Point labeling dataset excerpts
>>>>

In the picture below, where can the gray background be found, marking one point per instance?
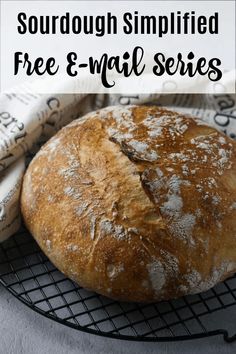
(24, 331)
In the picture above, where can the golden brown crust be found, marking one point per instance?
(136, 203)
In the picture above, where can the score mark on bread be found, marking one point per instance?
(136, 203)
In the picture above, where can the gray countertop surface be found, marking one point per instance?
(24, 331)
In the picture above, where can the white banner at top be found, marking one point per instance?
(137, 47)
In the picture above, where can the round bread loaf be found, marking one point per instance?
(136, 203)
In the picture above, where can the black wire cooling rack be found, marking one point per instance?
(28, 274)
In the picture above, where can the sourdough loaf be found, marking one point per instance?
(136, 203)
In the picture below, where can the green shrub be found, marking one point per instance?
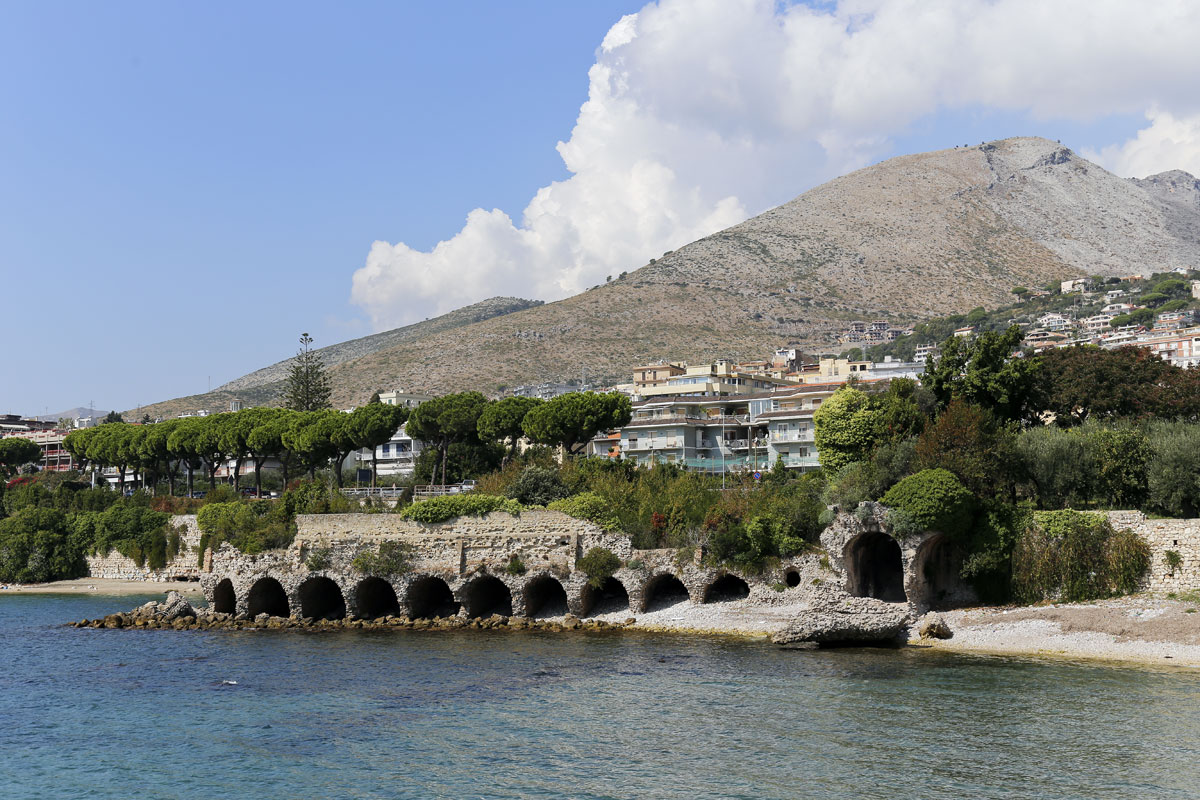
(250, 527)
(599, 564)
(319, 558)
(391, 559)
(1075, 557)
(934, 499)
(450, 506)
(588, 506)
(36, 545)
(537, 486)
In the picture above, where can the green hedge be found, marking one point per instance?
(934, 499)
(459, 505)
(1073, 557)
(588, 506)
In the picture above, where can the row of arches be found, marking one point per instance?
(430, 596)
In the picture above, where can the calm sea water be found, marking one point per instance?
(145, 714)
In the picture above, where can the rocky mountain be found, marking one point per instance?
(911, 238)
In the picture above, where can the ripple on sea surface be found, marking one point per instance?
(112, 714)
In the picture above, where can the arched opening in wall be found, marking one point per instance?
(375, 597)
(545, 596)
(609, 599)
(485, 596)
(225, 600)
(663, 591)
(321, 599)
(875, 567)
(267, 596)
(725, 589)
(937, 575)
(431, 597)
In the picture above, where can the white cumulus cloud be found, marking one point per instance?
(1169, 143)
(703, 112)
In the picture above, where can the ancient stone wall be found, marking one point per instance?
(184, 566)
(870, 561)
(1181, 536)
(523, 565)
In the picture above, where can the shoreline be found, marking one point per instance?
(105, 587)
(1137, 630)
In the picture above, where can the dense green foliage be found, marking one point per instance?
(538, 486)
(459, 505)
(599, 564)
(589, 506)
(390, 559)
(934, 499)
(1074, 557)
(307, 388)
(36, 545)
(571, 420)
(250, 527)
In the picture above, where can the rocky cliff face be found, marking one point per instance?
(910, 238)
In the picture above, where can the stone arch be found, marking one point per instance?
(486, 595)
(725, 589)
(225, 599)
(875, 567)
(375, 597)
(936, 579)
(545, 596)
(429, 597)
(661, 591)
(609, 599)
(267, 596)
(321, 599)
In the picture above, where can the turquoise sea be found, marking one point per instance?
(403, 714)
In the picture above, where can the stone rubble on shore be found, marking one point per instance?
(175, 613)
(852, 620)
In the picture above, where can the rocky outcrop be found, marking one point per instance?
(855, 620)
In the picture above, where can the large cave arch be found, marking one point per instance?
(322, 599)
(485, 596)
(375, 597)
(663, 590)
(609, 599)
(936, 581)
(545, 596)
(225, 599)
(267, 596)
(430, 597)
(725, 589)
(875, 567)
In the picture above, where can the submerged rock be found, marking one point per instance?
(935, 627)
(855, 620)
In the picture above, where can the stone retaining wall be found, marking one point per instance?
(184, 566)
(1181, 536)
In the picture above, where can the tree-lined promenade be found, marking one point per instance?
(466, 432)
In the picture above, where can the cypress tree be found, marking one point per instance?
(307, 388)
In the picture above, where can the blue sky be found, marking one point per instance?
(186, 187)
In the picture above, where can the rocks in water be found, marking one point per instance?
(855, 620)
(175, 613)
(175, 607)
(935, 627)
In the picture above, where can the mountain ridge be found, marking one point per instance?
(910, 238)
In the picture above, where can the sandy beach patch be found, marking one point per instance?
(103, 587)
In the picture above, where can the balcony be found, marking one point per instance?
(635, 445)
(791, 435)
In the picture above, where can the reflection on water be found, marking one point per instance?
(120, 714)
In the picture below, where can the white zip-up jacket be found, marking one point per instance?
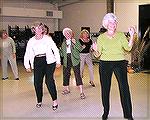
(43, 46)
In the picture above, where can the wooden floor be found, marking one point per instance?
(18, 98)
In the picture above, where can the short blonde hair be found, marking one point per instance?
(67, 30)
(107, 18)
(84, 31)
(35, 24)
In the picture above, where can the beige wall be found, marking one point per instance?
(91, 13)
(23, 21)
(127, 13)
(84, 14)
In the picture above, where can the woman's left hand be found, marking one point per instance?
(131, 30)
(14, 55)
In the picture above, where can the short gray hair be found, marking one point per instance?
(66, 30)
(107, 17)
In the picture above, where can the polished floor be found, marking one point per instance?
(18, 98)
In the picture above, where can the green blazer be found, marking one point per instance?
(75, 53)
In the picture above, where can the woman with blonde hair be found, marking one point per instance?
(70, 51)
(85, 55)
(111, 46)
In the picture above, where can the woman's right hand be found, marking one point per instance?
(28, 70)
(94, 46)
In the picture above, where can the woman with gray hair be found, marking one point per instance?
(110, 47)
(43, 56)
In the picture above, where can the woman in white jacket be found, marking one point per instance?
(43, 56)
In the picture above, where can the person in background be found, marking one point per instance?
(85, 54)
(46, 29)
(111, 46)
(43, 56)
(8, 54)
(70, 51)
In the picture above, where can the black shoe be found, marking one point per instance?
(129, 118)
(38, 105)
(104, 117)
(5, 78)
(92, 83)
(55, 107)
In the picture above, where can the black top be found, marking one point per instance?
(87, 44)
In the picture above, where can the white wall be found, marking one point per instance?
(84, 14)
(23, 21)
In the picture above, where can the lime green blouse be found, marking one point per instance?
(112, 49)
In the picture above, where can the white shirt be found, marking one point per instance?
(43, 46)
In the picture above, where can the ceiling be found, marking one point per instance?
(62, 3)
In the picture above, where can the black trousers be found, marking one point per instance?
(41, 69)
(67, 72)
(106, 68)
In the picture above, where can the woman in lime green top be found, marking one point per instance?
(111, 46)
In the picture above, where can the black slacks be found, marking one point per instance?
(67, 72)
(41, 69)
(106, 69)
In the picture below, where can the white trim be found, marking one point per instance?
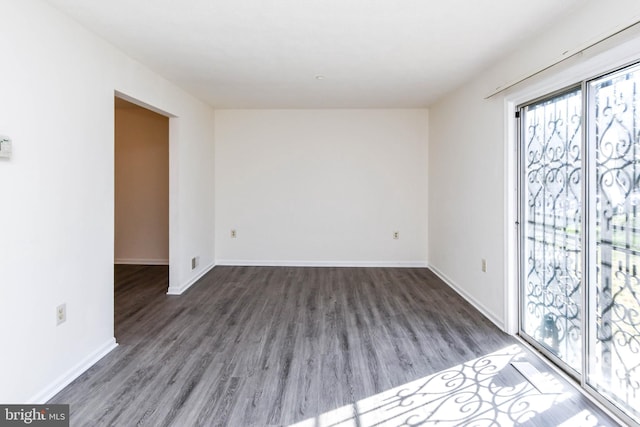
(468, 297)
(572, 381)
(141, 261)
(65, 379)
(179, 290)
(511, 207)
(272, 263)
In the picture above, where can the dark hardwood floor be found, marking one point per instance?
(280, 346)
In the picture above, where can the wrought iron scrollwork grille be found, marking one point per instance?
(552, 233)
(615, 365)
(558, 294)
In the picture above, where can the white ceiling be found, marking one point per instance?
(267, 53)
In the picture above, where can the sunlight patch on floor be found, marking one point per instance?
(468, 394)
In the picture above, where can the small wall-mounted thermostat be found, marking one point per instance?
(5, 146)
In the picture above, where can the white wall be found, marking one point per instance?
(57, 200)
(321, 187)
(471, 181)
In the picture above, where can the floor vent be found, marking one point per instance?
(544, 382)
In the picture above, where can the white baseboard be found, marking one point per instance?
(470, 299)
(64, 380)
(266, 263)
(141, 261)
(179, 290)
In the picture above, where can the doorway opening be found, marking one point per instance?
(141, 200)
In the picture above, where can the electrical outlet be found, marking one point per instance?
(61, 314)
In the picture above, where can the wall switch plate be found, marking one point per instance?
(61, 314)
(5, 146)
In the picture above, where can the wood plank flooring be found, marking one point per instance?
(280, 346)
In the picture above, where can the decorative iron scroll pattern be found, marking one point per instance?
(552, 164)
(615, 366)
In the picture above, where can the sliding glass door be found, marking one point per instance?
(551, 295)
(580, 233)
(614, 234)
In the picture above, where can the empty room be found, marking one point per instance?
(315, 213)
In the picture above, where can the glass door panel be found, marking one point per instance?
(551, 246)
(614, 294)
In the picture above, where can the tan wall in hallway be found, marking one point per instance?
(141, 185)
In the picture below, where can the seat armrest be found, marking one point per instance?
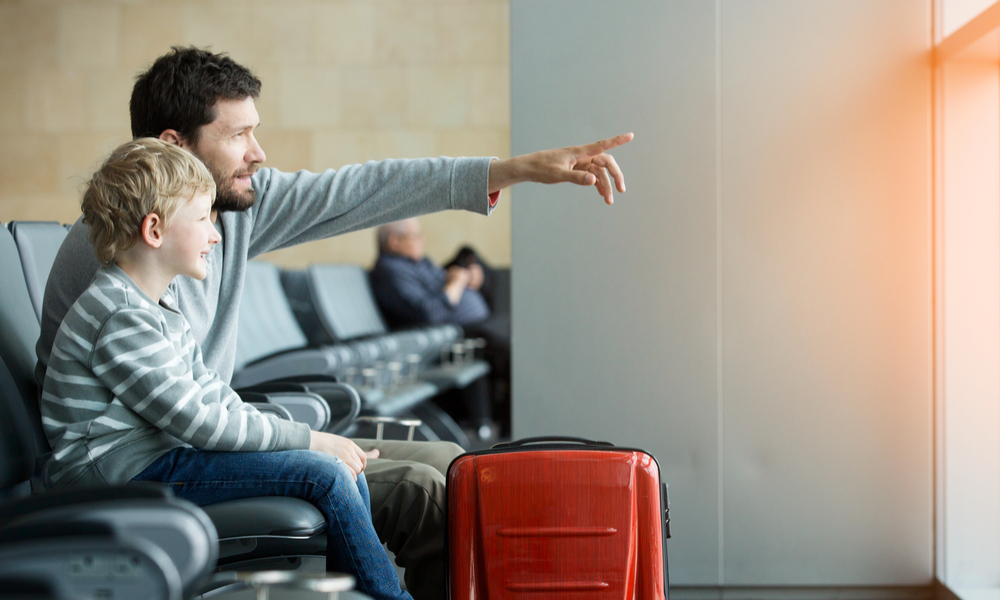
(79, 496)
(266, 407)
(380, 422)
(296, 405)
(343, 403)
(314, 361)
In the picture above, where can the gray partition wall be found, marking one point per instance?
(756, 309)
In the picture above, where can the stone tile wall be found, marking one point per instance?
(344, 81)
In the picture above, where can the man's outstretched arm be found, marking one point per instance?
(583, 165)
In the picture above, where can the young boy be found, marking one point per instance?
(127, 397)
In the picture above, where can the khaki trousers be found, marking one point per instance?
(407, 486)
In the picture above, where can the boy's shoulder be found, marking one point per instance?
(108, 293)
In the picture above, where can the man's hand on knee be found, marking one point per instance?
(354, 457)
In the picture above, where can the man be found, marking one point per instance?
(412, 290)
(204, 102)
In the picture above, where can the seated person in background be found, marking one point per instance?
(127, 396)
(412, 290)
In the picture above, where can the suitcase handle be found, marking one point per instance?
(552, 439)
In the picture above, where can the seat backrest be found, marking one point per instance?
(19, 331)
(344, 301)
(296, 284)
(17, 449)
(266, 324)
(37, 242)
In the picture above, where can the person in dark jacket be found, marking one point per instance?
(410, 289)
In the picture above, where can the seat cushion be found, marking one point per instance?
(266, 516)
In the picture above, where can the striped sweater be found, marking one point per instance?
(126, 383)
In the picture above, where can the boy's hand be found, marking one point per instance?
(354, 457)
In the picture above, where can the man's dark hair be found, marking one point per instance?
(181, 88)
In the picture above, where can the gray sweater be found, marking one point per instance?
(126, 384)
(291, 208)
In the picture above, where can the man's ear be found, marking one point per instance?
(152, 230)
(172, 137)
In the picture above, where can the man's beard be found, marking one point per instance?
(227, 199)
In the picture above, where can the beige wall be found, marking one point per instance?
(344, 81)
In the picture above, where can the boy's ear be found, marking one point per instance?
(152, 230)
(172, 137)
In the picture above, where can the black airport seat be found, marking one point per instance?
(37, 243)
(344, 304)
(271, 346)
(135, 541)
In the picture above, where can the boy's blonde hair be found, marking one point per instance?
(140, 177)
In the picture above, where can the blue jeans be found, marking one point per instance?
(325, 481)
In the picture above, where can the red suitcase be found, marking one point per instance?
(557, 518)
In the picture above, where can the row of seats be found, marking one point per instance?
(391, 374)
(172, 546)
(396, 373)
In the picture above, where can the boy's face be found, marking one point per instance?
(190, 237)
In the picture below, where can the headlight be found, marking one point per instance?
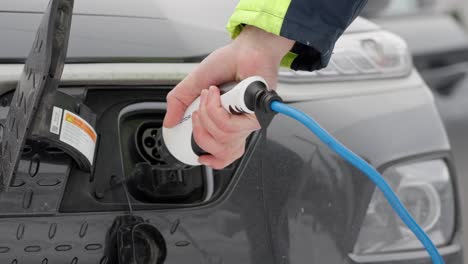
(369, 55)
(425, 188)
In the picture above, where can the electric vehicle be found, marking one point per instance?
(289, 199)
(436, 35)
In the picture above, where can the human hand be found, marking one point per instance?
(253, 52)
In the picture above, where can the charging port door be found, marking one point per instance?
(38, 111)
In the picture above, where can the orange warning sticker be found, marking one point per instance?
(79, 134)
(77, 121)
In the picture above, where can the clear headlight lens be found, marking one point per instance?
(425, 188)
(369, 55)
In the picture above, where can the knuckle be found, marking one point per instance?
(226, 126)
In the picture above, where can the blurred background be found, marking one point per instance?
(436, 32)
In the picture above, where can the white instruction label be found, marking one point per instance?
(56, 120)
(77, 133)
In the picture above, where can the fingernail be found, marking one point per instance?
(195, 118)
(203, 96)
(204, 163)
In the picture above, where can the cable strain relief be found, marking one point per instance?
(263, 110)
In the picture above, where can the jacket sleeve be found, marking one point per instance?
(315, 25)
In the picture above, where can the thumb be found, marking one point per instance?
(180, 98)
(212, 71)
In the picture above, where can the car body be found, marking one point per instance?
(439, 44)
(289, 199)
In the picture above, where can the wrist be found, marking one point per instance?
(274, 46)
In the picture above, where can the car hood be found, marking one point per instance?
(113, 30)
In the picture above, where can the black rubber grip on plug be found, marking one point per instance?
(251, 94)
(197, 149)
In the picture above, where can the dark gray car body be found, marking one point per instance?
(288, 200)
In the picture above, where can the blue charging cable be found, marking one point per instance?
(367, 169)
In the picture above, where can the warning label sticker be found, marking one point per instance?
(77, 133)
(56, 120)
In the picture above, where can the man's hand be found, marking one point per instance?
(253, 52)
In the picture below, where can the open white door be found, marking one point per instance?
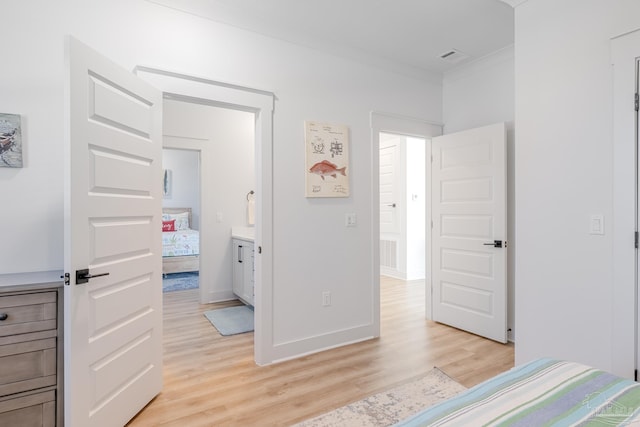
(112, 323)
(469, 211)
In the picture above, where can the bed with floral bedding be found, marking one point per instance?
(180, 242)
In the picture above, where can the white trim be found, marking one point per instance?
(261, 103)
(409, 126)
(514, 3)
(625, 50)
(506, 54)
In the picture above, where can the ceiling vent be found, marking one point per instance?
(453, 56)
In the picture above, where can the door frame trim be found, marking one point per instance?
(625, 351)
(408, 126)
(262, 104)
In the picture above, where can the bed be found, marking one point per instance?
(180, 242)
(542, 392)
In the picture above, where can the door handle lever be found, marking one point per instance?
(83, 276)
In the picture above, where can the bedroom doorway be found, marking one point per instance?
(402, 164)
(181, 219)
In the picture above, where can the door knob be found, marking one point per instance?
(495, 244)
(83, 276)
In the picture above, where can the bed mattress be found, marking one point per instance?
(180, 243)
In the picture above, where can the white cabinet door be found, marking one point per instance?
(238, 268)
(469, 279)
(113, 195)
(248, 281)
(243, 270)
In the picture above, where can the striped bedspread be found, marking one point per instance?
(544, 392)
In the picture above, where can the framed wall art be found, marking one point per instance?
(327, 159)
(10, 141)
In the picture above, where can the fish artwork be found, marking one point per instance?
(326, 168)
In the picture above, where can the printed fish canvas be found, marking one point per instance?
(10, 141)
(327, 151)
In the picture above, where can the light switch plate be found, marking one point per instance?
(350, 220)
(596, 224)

<<<<

• Written problem:
Set down only the lines running from the line with "In the picture above, where can the dark gray" to the end of the entries, inclusive; omit every picture.

• Written solution:
In the picture above, where can the dark gray car body be found, marking one point per instance?
(288, 200)
In the picture above, where can the blue charging cable be found, marking one point per instance?
(367, 169)
In the picture above, where can the warning label sticker be found, marking one point per instance?
(77, 133)
(56, 120)
In the picture above, where can the man's hand be found, marking one point per instance?
(253, 52)
In the picture below, where can the open white door be found, marking one point per instance?
(112, 323)
(469, 211)
In the picture above, where can the bed with floral bedding be found, marking one point per instance?
(180, 242)
In the picture above, where can the white trim be found, marking one point per instance?
(261, 103)
(409, 126)
(514, 3)
(625, 50)
(506, 54)
In the picture above, where can the ceiling vent be found, marking one point per instance?
(453, 56)
In the picture above, where can the door frame trim be found, marking one point per instance?
(625, 351)
(408, 126)
(262, 104)
In the picture above, where can the bed be found, marking one point per instance?
(180, 242)
(542, 392)
In the picture above, where can the door handle lever be found, marking one point per instance?
(83, 276)
In the picture above, where can the bedroom doorway be found, marking one point per instance?
(402, 164)
(181, 219)
In the picture above, where can the door knob be found, marking one point per instance?
(495, 244)
(83, 276)
In the picture above, where can the bed mattress be found, marking one point per instance?
(180, 243)
In the picture above, where can the white cabinet door be found, marking one point per instance?
(238, 268)
(469, 279)
(113, 195)
(248, 281)
(243, 270)
In the picture above, where can the striped bedspread be found, marking one point per instance?
(544, 392)
In the picture above, where can the framed wall art be found, marking one point per instance?
(327, 159)
(10, 141)
In the picture above, where can the fish artwork be found, marking one point per instance?
(326, 168)
In the picture above, where can the printed fish canvas be found, marking one point per instance?
(10, 141)
(327, 151)
In the picture above, where can the light switch plate be found, marking one point per instance?
(350, 220)
(596, 224)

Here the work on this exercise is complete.